*** Opening of GIVEN TEXT ***
Training options for a job market where engineering grads are in high demand
Career Guide: Engineering and Technology
There are good job prospects for graduates in this ever-changing industry: A UCD chemical engineering student, above.
The first engineers invented the wheel. Today, engineers continue to bring scientific ideas to life, inventing and maintaining the variety of products and tools we use in our everyday lives. This article would never reach your eyes without engineers to invent and maintain the printing presses or the computer you’re reading it on. Technologies from mobile phones to digital televisions and 3D cinemas exist because of engineers. So do hearing implants and laser surgeries. But engineers have also sent humans (and dogs) into space. Indeed, any invention you can think of exists because engineers exist.
Engineering and technology courses are for people with inventive, technical minds, who not only like seeing how things work but also like making them work better. And yes, an aptitude for maths is essential.
Engineering is intricately linked to science, and it is a highly diverse field. Most college courses are neatly divided into chemical, civil, electrical and mechanical engineering, but this doesn’t adequately describe what engineers do, with acoustic, software, biomedical, manufacturing and aerospace engineering among the many other fields.
*** Close of GIVEN TEXT ***
**REQUIRED ACTIONS:**
**1)** In the engineering career guide, which aptitude is called essential?
**2)** Translate this sentence from the engineering career guide into Spanish: "Engineering is intricately linked to science, and it is a highly diverse field."
*** Opening of EXTRACTED DATA ***
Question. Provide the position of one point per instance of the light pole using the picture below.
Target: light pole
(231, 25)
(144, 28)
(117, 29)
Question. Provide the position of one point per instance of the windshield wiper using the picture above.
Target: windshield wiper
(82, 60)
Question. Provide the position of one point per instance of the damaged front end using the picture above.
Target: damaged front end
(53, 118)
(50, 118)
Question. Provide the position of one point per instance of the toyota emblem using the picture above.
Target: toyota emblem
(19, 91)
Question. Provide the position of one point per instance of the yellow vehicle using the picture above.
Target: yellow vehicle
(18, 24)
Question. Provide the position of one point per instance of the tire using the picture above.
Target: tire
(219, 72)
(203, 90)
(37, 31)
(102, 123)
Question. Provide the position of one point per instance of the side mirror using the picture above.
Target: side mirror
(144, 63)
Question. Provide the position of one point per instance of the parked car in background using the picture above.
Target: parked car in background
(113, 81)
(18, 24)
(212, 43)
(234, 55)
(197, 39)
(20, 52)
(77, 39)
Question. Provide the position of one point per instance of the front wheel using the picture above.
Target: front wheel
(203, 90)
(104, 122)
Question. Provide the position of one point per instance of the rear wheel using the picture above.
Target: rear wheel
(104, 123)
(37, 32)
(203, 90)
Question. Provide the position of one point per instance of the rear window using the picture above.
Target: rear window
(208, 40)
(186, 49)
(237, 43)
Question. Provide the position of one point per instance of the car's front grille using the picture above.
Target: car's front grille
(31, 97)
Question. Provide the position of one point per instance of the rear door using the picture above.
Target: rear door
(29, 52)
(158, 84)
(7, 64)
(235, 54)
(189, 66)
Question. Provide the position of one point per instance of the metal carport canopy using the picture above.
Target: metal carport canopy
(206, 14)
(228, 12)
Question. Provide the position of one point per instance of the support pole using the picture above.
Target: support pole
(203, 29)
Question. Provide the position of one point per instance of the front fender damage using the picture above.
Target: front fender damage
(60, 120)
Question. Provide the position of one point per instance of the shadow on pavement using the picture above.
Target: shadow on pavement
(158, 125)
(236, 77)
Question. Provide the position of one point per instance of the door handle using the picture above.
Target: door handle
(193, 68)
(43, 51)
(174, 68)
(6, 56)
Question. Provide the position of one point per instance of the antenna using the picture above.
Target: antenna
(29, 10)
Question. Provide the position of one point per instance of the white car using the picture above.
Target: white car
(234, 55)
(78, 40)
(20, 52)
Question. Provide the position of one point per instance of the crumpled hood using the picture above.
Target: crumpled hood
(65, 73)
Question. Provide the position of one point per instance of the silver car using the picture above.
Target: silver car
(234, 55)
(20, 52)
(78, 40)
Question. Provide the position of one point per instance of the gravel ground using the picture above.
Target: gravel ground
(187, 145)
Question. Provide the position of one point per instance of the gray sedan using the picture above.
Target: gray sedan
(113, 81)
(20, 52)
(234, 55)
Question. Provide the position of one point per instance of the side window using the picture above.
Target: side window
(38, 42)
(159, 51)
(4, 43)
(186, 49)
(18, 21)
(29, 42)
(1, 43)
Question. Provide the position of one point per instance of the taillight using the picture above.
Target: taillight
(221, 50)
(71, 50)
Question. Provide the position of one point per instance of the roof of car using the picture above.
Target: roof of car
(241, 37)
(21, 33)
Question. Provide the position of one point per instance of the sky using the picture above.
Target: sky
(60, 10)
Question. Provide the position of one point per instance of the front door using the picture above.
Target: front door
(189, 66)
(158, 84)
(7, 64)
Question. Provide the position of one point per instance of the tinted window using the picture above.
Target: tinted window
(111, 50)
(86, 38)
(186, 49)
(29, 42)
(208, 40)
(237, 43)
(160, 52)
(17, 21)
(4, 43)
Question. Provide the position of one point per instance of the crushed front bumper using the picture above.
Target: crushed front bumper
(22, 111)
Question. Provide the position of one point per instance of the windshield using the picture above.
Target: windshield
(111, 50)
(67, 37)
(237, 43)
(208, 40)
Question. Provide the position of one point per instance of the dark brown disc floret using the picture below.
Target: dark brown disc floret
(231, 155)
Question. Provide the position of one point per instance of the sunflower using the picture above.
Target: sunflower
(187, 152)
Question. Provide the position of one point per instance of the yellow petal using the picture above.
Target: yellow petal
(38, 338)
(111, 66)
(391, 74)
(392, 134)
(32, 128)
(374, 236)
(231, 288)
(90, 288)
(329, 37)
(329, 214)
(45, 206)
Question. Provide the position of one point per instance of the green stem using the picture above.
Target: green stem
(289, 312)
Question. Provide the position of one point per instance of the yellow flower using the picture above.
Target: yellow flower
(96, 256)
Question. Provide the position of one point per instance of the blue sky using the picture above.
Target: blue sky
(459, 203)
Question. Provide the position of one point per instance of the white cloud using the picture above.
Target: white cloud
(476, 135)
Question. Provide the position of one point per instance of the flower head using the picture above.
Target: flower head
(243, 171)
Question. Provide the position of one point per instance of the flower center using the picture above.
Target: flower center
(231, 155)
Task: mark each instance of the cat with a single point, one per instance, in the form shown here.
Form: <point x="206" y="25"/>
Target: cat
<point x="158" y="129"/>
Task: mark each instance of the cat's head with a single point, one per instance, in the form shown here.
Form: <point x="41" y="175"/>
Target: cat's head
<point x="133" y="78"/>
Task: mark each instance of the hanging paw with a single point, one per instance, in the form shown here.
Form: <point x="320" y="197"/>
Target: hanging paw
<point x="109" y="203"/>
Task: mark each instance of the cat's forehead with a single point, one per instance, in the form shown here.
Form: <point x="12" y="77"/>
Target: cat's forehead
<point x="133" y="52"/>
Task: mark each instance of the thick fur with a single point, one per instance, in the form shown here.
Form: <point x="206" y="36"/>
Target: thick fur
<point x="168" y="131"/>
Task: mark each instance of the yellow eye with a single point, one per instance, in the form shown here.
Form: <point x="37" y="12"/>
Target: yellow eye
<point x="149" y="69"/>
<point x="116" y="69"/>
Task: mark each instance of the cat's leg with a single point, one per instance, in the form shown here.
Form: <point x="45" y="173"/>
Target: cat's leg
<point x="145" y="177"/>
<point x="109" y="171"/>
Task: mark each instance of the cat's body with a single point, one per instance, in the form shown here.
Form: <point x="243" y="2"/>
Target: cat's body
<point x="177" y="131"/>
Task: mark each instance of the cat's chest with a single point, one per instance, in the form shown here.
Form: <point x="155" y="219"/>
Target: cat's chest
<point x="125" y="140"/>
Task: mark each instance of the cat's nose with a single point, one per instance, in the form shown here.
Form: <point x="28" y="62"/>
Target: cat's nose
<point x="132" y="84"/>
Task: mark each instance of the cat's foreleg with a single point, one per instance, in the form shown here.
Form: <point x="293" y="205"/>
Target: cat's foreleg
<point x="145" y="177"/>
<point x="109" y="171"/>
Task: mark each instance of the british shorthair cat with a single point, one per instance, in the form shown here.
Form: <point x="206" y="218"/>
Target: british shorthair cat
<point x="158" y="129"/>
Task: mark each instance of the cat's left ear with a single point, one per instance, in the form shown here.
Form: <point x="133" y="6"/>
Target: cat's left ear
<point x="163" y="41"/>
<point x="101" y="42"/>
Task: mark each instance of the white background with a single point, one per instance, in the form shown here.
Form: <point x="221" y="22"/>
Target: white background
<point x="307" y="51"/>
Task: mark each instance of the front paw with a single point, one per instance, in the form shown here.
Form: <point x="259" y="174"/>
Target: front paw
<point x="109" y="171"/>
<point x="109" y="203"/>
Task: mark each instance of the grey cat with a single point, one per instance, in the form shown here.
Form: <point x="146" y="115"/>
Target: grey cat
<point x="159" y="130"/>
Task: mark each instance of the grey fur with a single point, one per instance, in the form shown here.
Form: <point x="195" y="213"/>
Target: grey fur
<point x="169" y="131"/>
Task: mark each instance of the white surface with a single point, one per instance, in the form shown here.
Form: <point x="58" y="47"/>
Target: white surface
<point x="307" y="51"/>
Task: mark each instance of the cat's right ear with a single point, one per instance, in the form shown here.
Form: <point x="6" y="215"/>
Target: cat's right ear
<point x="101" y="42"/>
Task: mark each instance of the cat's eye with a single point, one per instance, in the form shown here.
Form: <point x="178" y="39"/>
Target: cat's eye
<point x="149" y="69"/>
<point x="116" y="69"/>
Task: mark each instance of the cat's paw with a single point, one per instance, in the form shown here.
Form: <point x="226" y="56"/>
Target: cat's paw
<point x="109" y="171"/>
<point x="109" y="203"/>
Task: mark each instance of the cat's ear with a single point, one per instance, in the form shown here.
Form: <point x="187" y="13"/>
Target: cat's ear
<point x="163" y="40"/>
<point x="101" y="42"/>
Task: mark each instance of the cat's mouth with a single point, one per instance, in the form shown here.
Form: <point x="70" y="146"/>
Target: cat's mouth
*** Close of EXTRACTED DATA ***
**TASK RESPONSES:**
**1)** An aptitude for maths.

**2)** La ingeniería está estrechamente vinculada a la ciencia y es un campo sumamente diverso.